## GOAL
Provide the records once more, identical to the original.

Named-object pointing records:
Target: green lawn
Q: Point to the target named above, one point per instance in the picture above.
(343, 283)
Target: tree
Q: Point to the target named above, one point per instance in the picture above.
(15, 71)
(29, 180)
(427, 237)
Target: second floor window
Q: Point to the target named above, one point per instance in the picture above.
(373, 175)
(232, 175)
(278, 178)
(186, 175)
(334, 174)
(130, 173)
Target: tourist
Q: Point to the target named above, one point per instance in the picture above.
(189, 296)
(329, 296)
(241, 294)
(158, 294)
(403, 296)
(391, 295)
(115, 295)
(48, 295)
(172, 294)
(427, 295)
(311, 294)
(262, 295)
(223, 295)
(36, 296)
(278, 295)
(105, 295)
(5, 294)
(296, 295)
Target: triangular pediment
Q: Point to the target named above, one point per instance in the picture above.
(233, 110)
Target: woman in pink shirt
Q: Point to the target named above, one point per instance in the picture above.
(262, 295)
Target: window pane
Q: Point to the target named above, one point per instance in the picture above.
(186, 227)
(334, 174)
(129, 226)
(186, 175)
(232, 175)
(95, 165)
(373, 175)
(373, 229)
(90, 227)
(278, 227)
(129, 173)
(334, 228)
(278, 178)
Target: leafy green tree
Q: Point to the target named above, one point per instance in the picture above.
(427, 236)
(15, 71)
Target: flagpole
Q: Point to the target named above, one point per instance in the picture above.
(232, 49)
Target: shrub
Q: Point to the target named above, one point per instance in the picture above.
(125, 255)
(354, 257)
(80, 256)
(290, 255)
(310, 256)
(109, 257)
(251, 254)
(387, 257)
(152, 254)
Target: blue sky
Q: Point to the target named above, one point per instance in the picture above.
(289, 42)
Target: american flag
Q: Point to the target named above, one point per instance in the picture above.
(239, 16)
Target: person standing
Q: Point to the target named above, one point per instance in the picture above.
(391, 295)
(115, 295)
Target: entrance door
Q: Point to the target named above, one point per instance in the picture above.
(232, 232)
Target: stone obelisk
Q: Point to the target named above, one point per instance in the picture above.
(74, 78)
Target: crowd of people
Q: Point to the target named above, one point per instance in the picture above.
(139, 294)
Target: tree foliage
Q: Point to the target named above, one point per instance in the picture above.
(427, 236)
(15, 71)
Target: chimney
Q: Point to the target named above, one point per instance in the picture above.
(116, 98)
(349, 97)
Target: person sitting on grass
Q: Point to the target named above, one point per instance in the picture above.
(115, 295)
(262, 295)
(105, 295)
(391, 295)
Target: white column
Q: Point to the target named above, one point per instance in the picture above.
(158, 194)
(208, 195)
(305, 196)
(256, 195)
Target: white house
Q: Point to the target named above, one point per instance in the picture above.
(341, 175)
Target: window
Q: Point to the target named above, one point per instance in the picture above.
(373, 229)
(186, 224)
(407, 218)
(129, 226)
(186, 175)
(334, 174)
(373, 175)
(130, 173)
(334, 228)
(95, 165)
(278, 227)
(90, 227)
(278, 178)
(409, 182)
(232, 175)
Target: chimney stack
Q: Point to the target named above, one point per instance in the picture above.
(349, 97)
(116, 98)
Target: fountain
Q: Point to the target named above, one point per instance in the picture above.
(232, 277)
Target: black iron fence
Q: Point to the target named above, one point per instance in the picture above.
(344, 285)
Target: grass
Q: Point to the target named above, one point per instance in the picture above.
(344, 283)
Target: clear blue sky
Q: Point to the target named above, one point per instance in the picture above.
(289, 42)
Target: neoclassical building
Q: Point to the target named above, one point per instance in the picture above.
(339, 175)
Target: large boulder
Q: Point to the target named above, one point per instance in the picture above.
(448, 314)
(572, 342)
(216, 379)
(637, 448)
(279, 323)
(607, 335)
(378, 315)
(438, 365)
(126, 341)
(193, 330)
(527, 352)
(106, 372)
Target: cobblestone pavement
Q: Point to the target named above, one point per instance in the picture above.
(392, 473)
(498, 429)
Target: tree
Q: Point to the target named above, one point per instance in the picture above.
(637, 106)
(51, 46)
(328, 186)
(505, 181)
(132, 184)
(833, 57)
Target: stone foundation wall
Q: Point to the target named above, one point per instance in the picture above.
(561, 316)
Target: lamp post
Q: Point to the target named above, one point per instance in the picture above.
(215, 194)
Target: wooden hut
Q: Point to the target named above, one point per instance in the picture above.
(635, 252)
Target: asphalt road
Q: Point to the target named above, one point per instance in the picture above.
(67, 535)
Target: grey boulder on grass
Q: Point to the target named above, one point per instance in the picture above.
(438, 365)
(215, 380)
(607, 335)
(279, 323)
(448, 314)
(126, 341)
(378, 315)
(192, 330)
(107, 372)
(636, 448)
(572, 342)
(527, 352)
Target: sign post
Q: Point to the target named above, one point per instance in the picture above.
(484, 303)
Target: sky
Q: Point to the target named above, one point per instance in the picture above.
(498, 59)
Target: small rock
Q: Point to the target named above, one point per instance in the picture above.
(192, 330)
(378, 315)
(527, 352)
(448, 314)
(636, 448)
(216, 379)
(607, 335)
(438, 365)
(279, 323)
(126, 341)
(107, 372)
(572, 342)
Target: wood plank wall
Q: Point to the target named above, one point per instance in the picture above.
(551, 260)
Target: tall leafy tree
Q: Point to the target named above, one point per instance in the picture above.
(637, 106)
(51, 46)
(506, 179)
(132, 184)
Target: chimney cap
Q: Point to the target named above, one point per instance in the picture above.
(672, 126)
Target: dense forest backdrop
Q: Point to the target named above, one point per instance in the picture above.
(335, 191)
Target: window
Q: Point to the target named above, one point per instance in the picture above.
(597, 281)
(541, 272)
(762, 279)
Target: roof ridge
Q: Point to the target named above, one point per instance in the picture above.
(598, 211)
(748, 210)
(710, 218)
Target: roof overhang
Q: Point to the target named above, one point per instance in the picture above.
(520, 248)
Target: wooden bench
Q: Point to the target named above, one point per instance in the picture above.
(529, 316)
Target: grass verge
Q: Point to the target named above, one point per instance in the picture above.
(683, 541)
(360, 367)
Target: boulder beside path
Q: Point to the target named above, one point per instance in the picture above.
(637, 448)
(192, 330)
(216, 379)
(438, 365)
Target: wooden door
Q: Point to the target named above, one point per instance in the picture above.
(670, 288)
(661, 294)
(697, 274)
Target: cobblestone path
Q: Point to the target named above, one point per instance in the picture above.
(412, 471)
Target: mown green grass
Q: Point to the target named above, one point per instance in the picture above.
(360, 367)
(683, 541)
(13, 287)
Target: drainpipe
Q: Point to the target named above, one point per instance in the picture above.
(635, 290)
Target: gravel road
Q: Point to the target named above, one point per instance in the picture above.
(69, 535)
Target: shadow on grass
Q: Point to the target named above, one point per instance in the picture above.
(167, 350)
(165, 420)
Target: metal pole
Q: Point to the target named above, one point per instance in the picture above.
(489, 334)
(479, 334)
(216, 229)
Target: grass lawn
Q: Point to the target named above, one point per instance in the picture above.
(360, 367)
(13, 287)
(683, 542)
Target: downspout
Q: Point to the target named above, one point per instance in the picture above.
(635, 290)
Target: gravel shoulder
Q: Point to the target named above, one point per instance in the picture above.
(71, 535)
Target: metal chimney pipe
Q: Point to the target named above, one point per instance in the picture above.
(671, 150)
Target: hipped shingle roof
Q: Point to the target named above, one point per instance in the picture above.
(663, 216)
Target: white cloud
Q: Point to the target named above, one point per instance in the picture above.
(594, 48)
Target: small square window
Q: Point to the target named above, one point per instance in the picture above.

## REPLY
Target: green lawn
Q: Point to the target named above, one point per instance in the picture above.
(343, 283)
Target: tree
Q: Point to the target named above, one point per instance in the picture above.
(15, 71)
(29, 180)
(427, 237)
Target: second floor window
Q: Point to the target named above, one point per instance in the picture above.
(373, 175)
(232, 175)
(278, 178)
(186, 175)
(334, 174)
(130, 173)
Target: tourist
Q: Point to the target named above, one point per instance in the picture above.
(189, 296)
(329, 296)
(241, 294)
(158, 294)
(403, 296)
(391, 295)
(115, 295)
(48, 295)
(172, 294)
(427, 295)
(311, 294)
(262, 295)
(223, 295)
(36, 296)
(278, 295)
(105, 295)
(5, 294)
(296, 295)
Target: triangular pediment
Q: Point to the target named above, one point per instance in the picture above.
(233, 110)
Target: woman in pink shirt
Q: Point to the target named above, one point per instance in the picture above.
(262, 295)
Target: window pane
Q: Point to the target named above, one point per instance in the picture above.
(186, 227)
(334, 174)
(129, 226)
(186, 175)
(232, 175)
(95, 165)
(373, 175)
(373, 229)
(90, 227)
(278, 227)
(129, 173)
(334, 228)
(278, 178)
Target: leafy green tree
Q: Point to the target named above, one point per instance in the picture above.
(427, 236)
(15, 71)
Target: flagpole
Q: Point to the target named above, one point per instance in the picture above.
(232, 49)
Target: shrub
Q: Point to the target named above, one point per instance in the picture above.
(125, 255)
(354, 257)
(80, 256)
(290, 255)
(310, 256)
(109, 257)
(251, 254)
(387, 257)
(152, 254)
Target: blue sky
Q: Point to the target named above, one point per instance in the picture above.
(289, 42)
Target: american flag
Q: Point to the target named above, one point per instance in the picture above.
(239, 16)
Target: person standing
Q: Point to the target named above, one point per instance in the picture above.
(391, 295)
(115, 295)
Target: entrance door
Q: Point to the target named above, one point per instance in the picture above.
(232, 232)
Target: stone obelisk
Q: Point to the target named above, one point per instance in the picture above.
(74, 78)
Target: crowd of people
Q: Point to the target named above, one point per instance in the picture above.
(139, 294)
Target: tree foliage
Q: Point to the target named above, one point per instance in the picture above.
(427, 236)
(15, 71)
Target: chimney
Q: Point to the target named above, one point per instance in the picture above.
(116, 98)
(349, 97)
Target: person sitting on grass
Q: Point to the target named above, one point per instance in the picture above.
(115, 295)
(262, 295)
(105, 295)
(391, 295)
Target: white column
Q: Point to the target named above, one point per instance in the picture above.
(158, 194)
(208, 195)
(305, 196)
(256, 195)
Target: white house
Q: Point to the target named above, one point per instance in the picture above.
(341, 175)
Target: window
Q: Point to the target named above, one point per instance in the picture above.
(373, 229)
(186, 224)
(407, 218)
(129, 226)
(186, 175)
(334, 174)
(373, 175)
(130, 173)
(334, 228)
(95, 165)
(278, 227)
(90, 227)
(278, 178)
(409, 182)
(232, 175)
Target: chimney stack
Q: Point to the target named above, one point per instance in the picture above.
(349, 97)
(116, 98)
Target: fountain
Q: Point to the target named above, one point per instance in the picture above.
(232, 277)
Target: black iron fence
Q: Point to the target named above, one point per instance in the picture above.
(344, 285)
Target: grass
Q: Point to the target named above, one point per instance in the picture above.
(344, 283)
Target: clear blue sky
Q: Point to the target named above, one point per instance in the picture above.
(289, 42)
Target: neoclassical building
Q: Point to the target named above, one point per instance in the picture above.
(339, 175)
Target: large boulder
Q: Point to the target named above, one point per instance in the picture above.
(448, 314)
(572, 342)
(216, 379)
(637, 448)
(279, 323)
(607, 335)
(378, 315)
(438, 365)
(126, 341)
(193, 330)
(527, 352)
(106, 372)
Target: cobblestone pavement
Q: Point to the target named above, one point per instance in the picture above.
(392, 473)
(498, 429)
Target: tree
Q: Point to the target named above, one point per instance in the picture above.
(637, 106)
(51, 46)
(328, 186)
(505, 181)
(132, 184)
(833, 57)
Target: stone foundation wall
Q: Point to the target named above, one point per instance in the picture above.
(561, 316)
Target: lamp post
Q: Point to the target named above, one point per instance in the picture above.
(215, 194)
Target: wooden hut
Q: Point to the target named above, one point per instance in the picture above.
(635, 252)
Target: asphalt road
Q: Point to the target named above, one point per instance in the picture above.
(67, 535)
Target: grey boulder on grass
Q: Point to the target named above, one point per instance in the picture above.
(438, 365)
(215, 380)
(607, 335)
(279, 323)
(448, 314)
(126, 341)
(378, 315)
(192, 330)
(107, 372)
(636, 448)
(572, 342)
(527, 352)
Target: sign post
Q: Point to the target named above, one point per instance in the picture above.
(484, 303)
Target: sky
Q: Point to the target named above, one point per instance in the picture above.
(498, 59)
Target: small rock
Q: Point to the target named above, one point per instance in the picture above.
(192, 330)
(378, 315)
(527, 352)
(448, 314)
(636, 448)
(216, 379)
(607, 335)
(438, 365)
(279, 323)
(126, 341)
(107, 372)
(572, 342)
Target: wood plank wall
Q: Point to the target named above, one point per instance in the picture above.
(551, 260)
Target: tall leafy tree
Q: Point to the target named above, one point per instance in the picture above.
(637, 106)
(51, 46)
(506, 179)
(132, 184)
Target: chimney cap
Q: Point to the target named above, one point per instance in the picture above.
(672, 126)
Target: dense forest backdrop
Q: Point to the target named above, one point per instance in the picture above.
(335, 191)
Target: window
Q: Point to the target named above, one point per instance in the picture above.
(597, 281)
(541, 272)
(762, 279)
Target: roof ridge
Q: Point to the target named above, one point per instance in the picture above.
(598, 211)
(748, 210)
(710, 218)
Target: roof overhang
Q: Point to the target named above, one point per instance in the picture above.
(520, 248)
Target: wooden bench
Q: Point to the target named above, one point per instance in the picture above.
(529, 316)
Target: grass verge
Q: Point to the target named above, one point per instance in the picture above.
(683, 541)
(360, 367)
Target: boulder beside path
Q: Point to the target named above, one point per instance in the picture above.
(637, 448)
(192, 330)
(216, 379)
(438, 365)
Target: wooden door
Q: Point to the target named above, one point per instance in the picture above.
(670, 288)
(661, 294)
(697, 274)
Target: cobblestone path
Q: Point to the target named above, one point per instance in the picture above.
(412, 471)
Target: mown green grass
Q: Point to the target named above, one point per instance in the picture above.
(360, 367)
(683, 541)
(13, 287)
Target: drainpipe
Q: Point to the target named above, one point per instance in the picture above.
(635, 290)
Target: gravel road
Q: Point to the target named above, one point per instance in the picture above.
(69, 535)
Target: shadow on grass
Q: Point to the target named above, one point per instance in the picture above.
(167, 350)
(165, 420)
Target: metal pole
Q: Point to the target named above, one point per instance in the picture above.
(489, 334)
(479, 334)
(216, 229)
Target: grass lawn
Q: Point to the target named above, one point per instance in the picture above.
(360, 367)
(13, 287)
(683, 542)
Target: downspout
Q: Point to the target named above, one point per instance in the picture above.
(635, 290)
Target: gravel shoulder
Q: Point to the target named above, one point per instance in the picture above.
(71, 535)
Target: metal chimney pipe
Q: Point to the target named above, one point per instance in the picture above.
(671, 150)
Target: hipped shingle roof
Q: Point to the target named above, one point per instance in the picture above.
(663, 216)
Target: white cloud
Q: Point to the target named above, one point per instance in the picture above.
(594, 48)
Target: small square window
Q: Point to the target named above, one point per instance in the picture above.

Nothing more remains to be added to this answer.